- _Extract_:
..............................

So anyway, a few days ago [livejournal.com profile] sanj posted in the [livejournal.com profile] gotham_gazette about how hard it is to "convert" people to Bat-fandom, and what could be done to make it easier. (Somehow I'm not really happy that the fandom vocabulary for this process is either reminiscent of proselytizing some religion or, with the alternative "to pimp," of soliciting seedy sex, but I digress.)

And I'm down with the goal of attracting more fans to the Batverse, I'm just not really sure that a primer would work, that is, I'm not sure people don't get into Batverse comic fandom because there isn't enough info on what happened before, or because they don't know where to start reading, or even because comics are expensive. Don't get me wrong, comics are expensive -- compared to watching tv at least, and having a good primer does help with easing into reading the comics: character bios, recommended reading lists (for main events, for important character moments, etc.), synopses, excerpts, FAQs, etc. all that is very helpful. I mean, after a couple of months I still have to look up things that are confusing and unfamiliar to me.

Still, I think the main "problem" goes deeper, and I put "problem" in quotes here intentionally, because I think while it prevents (some) people from getting into the Batverse comics, it's inherent and not really a "problem" as such, like, say, that comics are expensive is a "problem" -- I think most comic fans would like it if comics still had so large print runs that they were cheaper and the artists and everybody else involved could still make a living. So what is it?

First, it might be self-evident, yet is still worth pointing out in the context of "promoting" Batverse comics to reach new fans: some people just don't like reading comics. Incomprehensible as this is to me as a lifelong comic fan. And I don't mean that some people are sort of "snobby" and don't take the medium seriously as something adults might enjoy. Sure that happens, just like some don't get why one could be interested in tv series or sf, but I haven't really seen that attitude much in the broader (media) fandom. It's just, far more people are familiar with tv as a narrative medium than with comics (reading cartoons now and then really isn't the same), and at the same time that comics became less common, their visual language has developed further, just like in any other media, but fewer people followed those changes or are used to them. Like, I've really noticed that some people have problems to "read" comics, when I showed them some. Not the text or the images, but they just don't get the whole. I imagine it would be much like someone familiar only with very early movies, like from the 1920s, trying to follow a modern movie which uses lots of cuts, or something like that. It's not that there is some insurmountable barrier preventing understanding, but it is unfamiliar and takes time getting used to. Fairly often if you want to convert someone to Batverse comic fandom, you might well have to convince them to give a "new" medium a try, and not just a fandom.

..............................

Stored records
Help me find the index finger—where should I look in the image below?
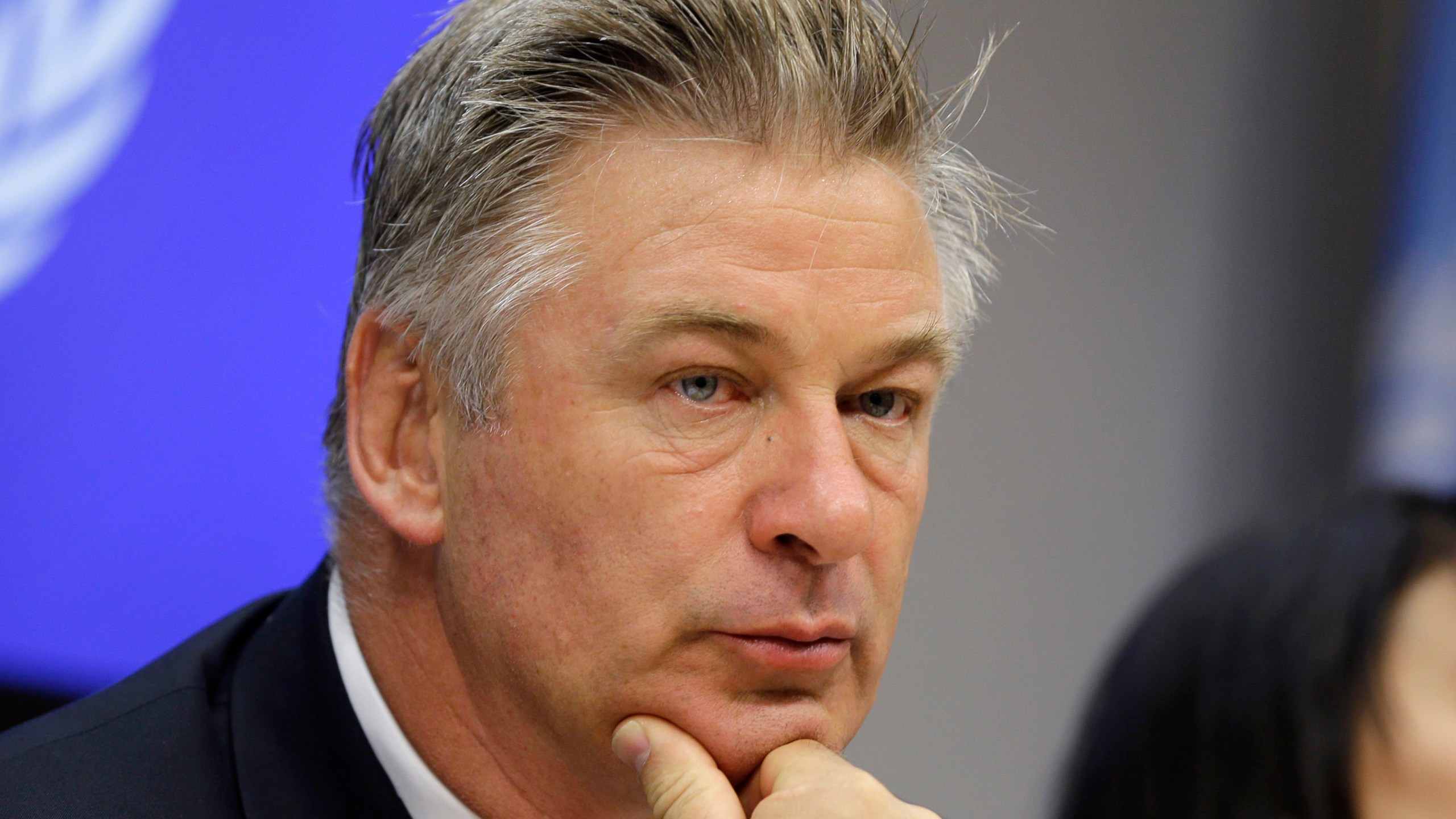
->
[611,715,744,819]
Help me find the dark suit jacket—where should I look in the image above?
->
[0,561,409,819]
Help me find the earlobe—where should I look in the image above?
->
[344,311,444,545]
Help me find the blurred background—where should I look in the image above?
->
[0,0,1456,819]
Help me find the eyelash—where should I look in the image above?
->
[664,370,920,425]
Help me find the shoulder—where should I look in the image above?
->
[0,594,281,817]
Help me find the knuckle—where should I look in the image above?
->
[648,771,710,819]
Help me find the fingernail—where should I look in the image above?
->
[611,720,652,775]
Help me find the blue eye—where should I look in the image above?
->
[859,389,904,418]
[677,376,718,401]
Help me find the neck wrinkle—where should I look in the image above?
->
[341,547,650,819]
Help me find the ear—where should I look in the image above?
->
[344,311,447,545]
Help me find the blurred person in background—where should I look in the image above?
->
[1057,495,1456,819]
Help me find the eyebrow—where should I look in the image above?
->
[622,305,961,375]
[874,321,961,375]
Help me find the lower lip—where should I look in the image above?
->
[713,632,849,672]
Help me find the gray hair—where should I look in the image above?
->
[323,0,1006,541]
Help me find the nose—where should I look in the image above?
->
[748,404,875,565]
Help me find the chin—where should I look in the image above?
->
[663,697,859,787]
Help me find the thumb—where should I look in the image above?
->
[611,715,744,819]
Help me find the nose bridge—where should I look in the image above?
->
[753,396,874,564]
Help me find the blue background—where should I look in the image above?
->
[0,0,442,692]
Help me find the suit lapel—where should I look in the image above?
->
[230,560,409,819]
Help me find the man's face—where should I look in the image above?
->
[439,134,949,781]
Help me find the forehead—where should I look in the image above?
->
[557,131,941,319]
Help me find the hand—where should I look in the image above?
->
[611,715,938,819]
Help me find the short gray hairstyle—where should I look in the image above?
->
[323,0,1006,536]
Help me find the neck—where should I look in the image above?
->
[339,544,647,819]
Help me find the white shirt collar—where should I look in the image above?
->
[329,568,479,819]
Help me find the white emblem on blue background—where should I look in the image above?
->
[0,0,172,297]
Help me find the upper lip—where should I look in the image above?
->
[725,619,855,643]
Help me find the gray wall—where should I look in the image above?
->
[849,0,1398,819]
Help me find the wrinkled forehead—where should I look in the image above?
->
[555,128,939,299]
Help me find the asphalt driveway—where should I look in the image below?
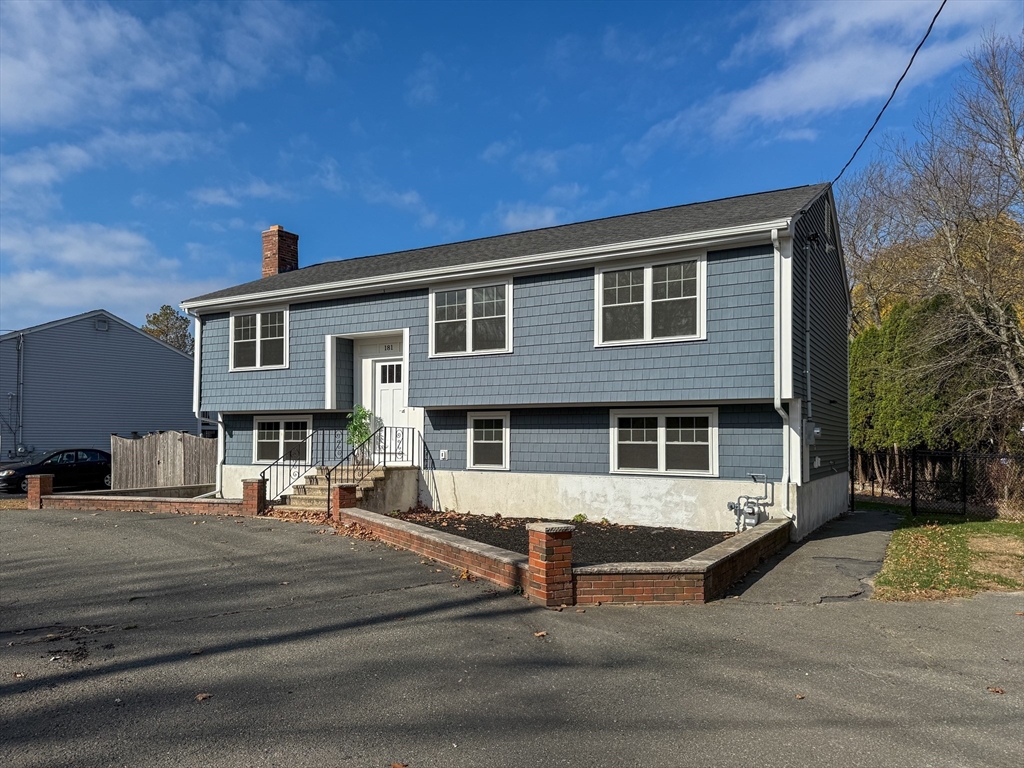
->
[0,511,1024,768]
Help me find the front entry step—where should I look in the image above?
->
[271,467,387,512]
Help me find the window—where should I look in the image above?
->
[466,411,509,469]
[596,256,706,346]
[611,409,718,477]
[253,416,310,464]
[230,309,288,371]
[430,283,512,355]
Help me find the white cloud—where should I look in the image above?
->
[624,0,1020,162]
[494,201,565,232]
[0,130,220,216]
[361,183,464,234]
[544,181,587,205]
[188,177,294,208]
[0,223,219,329]
[188,186,236,208]
[0,0,318,130]
[513,144,592,180]
[480,139,519,163]
[406,53,443,106]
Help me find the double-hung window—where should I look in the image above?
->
[611,409,718,476]
[253,416,310,464]
[596,255,706,346]
[466,411,509,469]
[430,282,512,356]
[230,309,288,371]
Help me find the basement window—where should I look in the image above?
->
[611,409,718,477]
[466,411,509,470]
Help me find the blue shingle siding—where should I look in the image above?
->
[0,314,198,454]
[423,404,782,480]
[202,290,427,411]
[410,245,773,408]
[203,245,772,411]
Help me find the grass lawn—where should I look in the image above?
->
[857,503,1024,600]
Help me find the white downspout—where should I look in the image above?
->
[771,228,797,520]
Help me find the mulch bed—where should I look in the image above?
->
[391,508,734,565]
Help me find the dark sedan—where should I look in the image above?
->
[0,449,111,494]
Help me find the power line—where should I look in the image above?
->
[833,0,948,184]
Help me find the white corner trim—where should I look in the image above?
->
[466,411,511,472]
[324,334,338,411]
[193,314,203,419]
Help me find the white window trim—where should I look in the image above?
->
[608,408,719,477]
[428,276,512,357]
[594,251,708,347]
[466,411,510,472]
[233,306,291,372]
[245,415,313,465]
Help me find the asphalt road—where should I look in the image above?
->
[0,511,1024,768]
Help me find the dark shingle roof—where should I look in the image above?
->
[185,183,828,303]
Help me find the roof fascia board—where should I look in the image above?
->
[181,218,791,312]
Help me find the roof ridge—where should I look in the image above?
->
[309,181,828,269]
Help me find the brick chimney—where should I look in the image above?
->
[263,224,299,278]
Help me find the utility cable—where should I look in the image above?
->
[831,0,948,184]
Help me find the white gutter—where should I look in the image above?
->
[771,228,797,520]
[180,218,791,314]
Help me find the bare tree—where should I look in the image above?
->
[843,35,1024,444]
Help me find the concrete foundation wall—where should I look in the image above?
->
[792,472,850,542]
[420,470,782,530]
[359,467,420,515]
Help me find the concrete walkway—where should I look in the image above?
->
[0,511,1024,768]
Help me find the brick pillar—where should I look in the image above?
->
[242,477,266,517]
[27,475,53,509]
[331,485,355,522]
[526,522,575,606]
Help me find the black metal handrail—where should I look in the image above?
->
[326,427,416,516]
[259,429,350,502]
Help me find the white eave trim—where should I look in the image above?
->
[180,217,792,311]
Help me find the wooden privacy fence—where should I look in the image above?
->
[111,431,217,489]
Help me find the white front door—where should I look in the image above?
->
[371,357,406,427]
[372,357,411,462]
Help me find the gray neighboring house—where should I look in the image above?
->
[181,184,850,538]
[0,309,198,460]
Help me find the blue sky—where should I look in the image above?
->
[0,0,1024,330]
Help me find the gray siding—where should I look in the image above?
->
[0,316,197,454]
[424,404,782,480]
[202,245,772,411]
[793,189,850,480]
[202,291,427,411]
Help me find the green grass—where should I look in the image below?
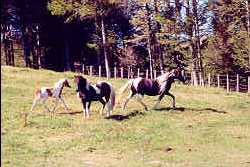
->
[1,66,250,167]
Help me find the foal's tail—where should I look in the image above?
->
[107,84,115,111]
[120,79,134,94]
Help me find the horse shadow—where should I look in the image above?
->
[57,111,83,115]
[154,107,227,114]
[105,110,145,121]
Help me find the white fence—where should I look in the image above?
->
[75,65,250,93]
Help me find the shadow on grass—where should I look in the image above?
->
[57,111,83,115]
[106,111,145,121]
[155,107,227,114]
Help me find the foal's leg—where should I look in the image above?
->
[165,92,175,108]
[137,94,148,111]
[153,93,165,109]
[30,98,39,112]
[99,98,106,115]
[60,97,69,110]
[43,98,50,112]
[52,98,59,112]
[82,100,86,119]
[122,91,135,111]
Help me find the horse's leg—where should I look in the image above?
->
[99,98,106,115]
[137,94,148,111]
[30,98,39,112]
[86,101,91,118]
[43,98,50,112]
[60,97,69,110]
[165,92,175,108]
[82,100,86,119]
[122,90,135,111]
[153,93,165,109]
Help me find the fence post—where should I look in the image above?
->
[121,67,123,78]
[114,66,116,79]
[208,73,211,87]
[98,65,102,77]
[154,70,156,79]
[217,74,220,88]
[82,64,85,74]
[89,66,93,76]
[227,74,229,93]
[236,74,240,92]
[247,76,250,93]
[146,69,148,79]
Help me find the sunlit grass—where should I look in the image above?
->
[1,66,250,167]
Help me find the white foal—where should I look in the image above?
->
[30,79,70,112]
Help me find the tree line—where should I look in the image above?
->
[1,0,250,84]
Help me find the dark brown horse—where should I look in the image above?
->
[75,75,115,118]
[120,67,186,110]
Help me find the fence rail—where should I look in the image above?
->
[75,65,250,93]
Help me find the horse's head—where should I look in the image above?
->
[63,79,71,88]
[171,67,187,83]
[74,75,89,92]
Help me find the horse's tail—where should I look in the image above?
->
[120,79,134,94]
[107,83,115,111]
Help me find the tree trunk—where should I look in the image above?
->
[192,0,204,85]
[101,16,111,79]
[190,44,198,86]
[246,0,250,37]
[146,4,154,79]
[246,0,250,69]
[154,0,164,71]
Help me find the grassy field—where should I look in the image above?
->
[1,66,250,167]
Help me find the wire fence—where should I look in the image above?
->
[75,65,250,93]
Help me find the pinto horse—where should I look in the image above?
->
[30,79,71,112]
[74,75,115,118]
[120,67,186,111]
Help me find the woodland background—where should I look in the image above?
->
[1,0,250,84]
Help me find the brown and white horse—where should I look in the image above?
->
[31,79,71,112]
[75,75,115,118]
[120,67,186,110]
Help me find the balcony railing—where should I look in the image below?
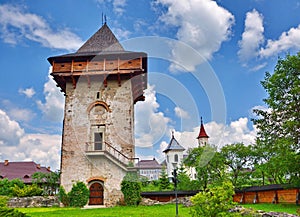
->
[85,142,136,166]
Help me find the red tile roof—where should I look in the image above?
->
[136,158,162,169]
[0,161,51,183]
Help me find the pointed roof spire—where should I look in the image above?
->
[163,131,185,152]
[197,117,209,139]
[76,22,124,53]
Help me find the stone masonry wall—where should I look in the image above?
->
[61,77,135,206]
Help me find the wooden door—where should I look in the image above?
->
[89,182,103,205]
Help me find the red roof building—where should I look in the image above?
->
[136,158,162,181]
[0,160,51,184]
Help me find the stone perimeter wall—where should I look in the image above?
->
[7,196,59,208]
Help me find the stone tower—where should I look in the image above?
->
[48,23,147,206]
[197,117,209,147]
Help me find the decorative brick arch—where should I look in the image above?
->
[87,100,111,114]
[88,179,104,205]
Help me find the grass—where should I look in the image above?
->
[242,203,300,214]
[18,204,300,217]
[18,204,190,217]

..............................

- _Exercises_:
[1] What two terms does the post say fandom uses for the process of bringing new fans in?
[2] Give the post again from "Still, I think" to "what is it?", substituting "issue" for "problem".
[3] According to the post, why does the writer put the word "problem" in quotes?

- _Task-by-task answers_:
[1] "To convert" and "to pimp."

[2]
Still, I think the main "issue" goes deeper, and I put "issue" in quotes here intentionally, because I think while it prevents (some) people from getting into the Batverse comics, it's inherent and not really a "issue" as such, like, say, that comics are expensive is a "issue" -- I think most comic fans would like it if comics still had so large print runs that they were cheaper and the artists and everybody else involved could still make a living. So what is it?

[3] The writer believes it keeps some people from getting into the Batverse comics. But it is inherent and not really a "problem" in the way that comics being expensive is.